┌─ ИСХОДНЫЕ ДАННЫЕ

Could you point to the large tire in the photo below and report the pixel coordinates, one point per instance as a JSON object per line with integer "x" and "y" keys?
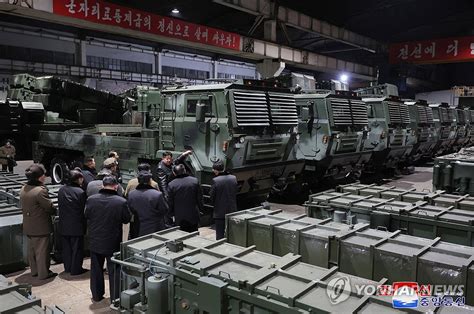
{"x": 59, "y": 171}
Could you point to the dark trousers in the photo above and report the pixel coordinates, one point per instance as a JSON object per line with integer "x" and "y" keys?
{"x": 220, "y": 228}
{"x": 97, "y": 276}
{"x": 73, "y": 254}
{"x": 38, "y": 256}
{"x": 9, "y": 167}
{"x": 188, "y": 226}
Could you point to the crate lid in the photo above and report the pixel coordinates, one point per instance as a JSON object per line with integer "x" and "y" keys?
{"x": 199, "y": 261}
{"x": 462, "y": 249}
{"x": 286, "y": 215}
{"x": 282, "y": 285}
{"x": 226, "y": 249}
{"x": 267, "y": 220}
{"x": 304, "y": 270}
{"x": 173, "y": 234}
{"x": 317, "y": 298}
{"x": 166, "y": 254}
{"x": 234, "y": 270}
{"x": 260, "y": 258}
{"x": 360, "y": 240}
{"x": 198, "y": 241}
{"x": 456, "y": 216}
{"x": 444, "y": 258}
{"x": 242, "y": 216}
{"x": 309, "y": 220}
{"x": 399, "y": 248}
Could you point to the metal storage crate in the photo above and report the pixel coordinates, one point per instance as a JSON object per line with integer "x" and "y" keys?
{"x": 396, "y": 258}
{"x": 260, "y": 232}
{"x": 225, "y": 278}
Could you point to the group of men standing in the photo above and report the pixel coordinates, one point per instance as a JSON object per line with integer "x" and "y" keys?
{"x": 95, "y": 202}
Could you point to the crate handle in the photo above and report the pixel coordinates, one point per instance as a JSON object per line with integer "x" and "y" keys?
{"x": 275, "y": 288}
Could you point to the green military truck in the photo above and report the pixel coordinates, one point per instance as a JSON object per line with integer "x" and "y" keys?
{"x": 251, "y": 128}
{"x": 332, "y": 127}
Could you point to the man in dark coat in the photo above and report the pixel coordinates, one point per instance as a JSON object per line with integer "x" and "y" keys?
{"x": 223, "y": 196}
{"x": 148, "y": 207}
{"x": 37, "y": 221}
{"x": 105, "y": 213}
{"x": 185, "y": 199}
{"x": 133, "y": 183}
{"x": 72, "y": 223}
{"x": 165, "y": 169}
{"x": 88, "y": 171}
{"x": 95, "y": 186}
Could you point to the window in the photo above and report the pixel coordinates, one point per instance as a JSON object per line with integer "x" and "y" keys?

└─

- **ЧТО ТРЕБУЕТСЯ**
Перепишите дословно строки выше: от строки, содержащей «Could you point to the green», до самой последней строки, обе включительно.

- **РЕЗУЛЬТАТ ВЫПОЛНЕНИЯ**
Could you point to the green military truck in the photo above and report the pixel coordinates, one point per instance as a JSON object per line with integer "x" and "y" keys?
{"x": 251, "y": 128}
{"x": 332, "y": 127}
Could you point to the man in dark coat in the photo above and report the pixel coordinates, one point per instance as a JSON object per line with integer "x" and "y" keys?
{"x": 223, "y": 196}
{"x": 148, "y": 207}
{"x": 37, "y": 221}
{"x": 105, "y": 213}
{"x": 185, "y": 199}
{"x": 133, "y": 183}
{"x": 72, "y": 223}
{"x": 165, "y": 169}
{"x": 88, "y": 171}
{"x": 95, "y": 186}
Could you point to the window in the photo above and report the pixel coordinates, one point per instance as a JSON object per line with integer "x" and "y" keys?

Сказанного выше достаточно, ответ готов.